**Written exercise**
Could you update the passage on Herman's plus() method between "Gets all the replies with their associated articles and" and "Reply.ALL.plus(Reply.article).plus(Reply.article)", inclusive, so that "logical path" becomes "valid chain"?

Which is all sorts of complicated. For instance:

  • I have to mentally keep track of what the join context is and manipulate it with the switch statement.
  • Because Article has two FKs to the same table, I have to manually specify the on conditionals.
  • Because an editor can be null, the default INNER JOIN will implicitly filter out replies to articles without editors, which is rarely what the developer wants when asking for a list of replies, so I have to use "join_type=pw.JOIN.LEFT_OUTER" a lot.

Herman offers a simpler syntax:

Reply.ALL
  .plus(Reply.article, Article.author.as_('author'))
  .plus(Reply.article, Article.editor)
  .where(Person.as_('author').name=="Derek")

Which generates the same SQL:

SELECT r1.id, r1."text", r1.article_id, a1.id, a1.title, a1.author_id, a1.editor_id,
       author.id, author."name", author.parent_id, p1.id, p1."name", p1.parent_id
FROM reply AS r1
LEFT OUTER JOIN article AS a1 ON (r1.article_id = a1.id)
LEFT OUTER JOIN person AS author ON (a1.author_id = author.id)
LEFT OUTER JOIN person AS p1 ON (a1.editor_id = p1.id)
WHERE (author."name" = ?)

The plus() method takes a variable number of ForeignKeyField objects which represent a path away from the primary query object (Reply in this case). For example:

Reply.ALL.plus(Reply.article)

Gets all the replies with their associated articles.

Reply.ALL.plus(Reply.article, Article.editor)

Gets all the replies with their associated articles and all the articles editors. Note that "Reply.article" is a foreign key from Reply to Article, and Article.editor is a foreign key from Article to Person. The list of foreign keys must create a logical path where the "to" type of one FK matches the "from" type of the next FK.

Following the same path twice is harmless. For instance:

Reply.ALL.plus(Reply.article).plus(Reply.article)

Is no different than calling plus() once. This is why we can specify multiple paths that have some overlap, for example:

Reply.ALL
  .plus(Reply.article, Article.author)
  .plus(Reply.article, Article.editor)

Which will join on the article table only once.

You can also alias your joined tables with:

Article.author.as_('author')

Which allows you to reference it later in your conditional:

.where(Person.as_('author').name=="Derek")

Herman's plus() also supports following foreign keys from one-to-many. Like:

Article.ALL.plus(Reply.article)

Which internally does a prefetch to populate the article with all of its replies. There will be O(k) SQL statements executed, where k is the number of two-many relationships. All of these queries will be grouped into one transaction to guarantee correctness.

IMPORTANT:

Remember that foreign keys represent edges in your object graph, and a call to plus(*edges) tells Herman to include that path from the object graph in your query.

This semantics for plus() have been co-opted from the DKO project, which I authored for my former employer. DKO's version of this syntax has been in broad production use since 2010 by hundreds of developers, accessing some of the largest (billions of rows) conventional relational databases that exist.

Calling len() Does a Database Count

If you call:

len(Article.select())

Peewee this will load a list of all objects, permanently cache said list, and then call len() on that cache.

**Extracted data**
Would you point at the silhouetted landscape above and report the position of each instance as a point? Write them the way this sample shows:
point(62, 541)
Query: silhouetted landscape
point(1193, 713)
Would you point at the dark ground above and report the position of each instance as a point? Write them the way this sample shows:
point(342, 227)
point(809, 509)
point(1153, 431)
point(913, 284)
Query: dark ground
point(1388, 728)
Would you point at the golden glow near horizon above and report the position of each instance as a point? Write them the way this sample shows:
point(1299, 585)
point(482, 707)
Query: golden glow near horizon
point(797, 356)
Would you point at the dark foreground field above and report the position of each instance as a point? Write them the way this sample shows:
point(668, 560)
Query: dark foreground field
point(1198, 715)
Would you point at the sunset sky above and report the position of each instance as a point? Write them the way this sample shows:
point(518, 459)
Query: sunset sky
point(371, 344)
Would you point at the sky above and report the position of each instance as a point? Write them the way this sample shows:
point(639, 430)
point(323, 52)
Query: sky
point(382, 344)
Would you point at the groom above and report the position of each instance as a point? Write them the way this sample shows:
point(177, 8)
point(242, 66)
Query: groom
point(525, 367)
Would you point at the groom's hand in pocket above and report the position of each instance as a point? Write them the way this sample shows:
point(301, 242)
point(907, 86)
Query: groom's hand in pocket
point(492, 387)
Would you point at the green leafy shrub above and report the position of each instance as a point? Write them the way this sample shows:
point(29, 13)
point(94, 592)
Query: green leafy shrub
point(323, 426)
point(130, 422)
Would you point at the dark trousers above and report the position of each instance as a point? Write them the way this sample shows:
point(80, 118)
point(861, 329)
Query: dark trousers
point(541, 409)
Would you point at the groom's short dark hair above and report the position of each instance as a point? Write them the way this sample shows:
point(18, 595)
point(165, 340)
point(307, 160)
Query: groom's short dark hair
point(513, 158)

**Solution**
Gets all the replies with their associated articles and all the articles editors. Note that "Reply.article" is a foreign key from Reply to Article, and Article.editor is a foreign key from Article to Person. The list of foreign keys must create a valid chain where the "to" type of one FK matches the "from" type of the next FK.

Following the same path twice is harmless. For instance:

Reply.ALL.plus(Reply.article).plus(Reply.article)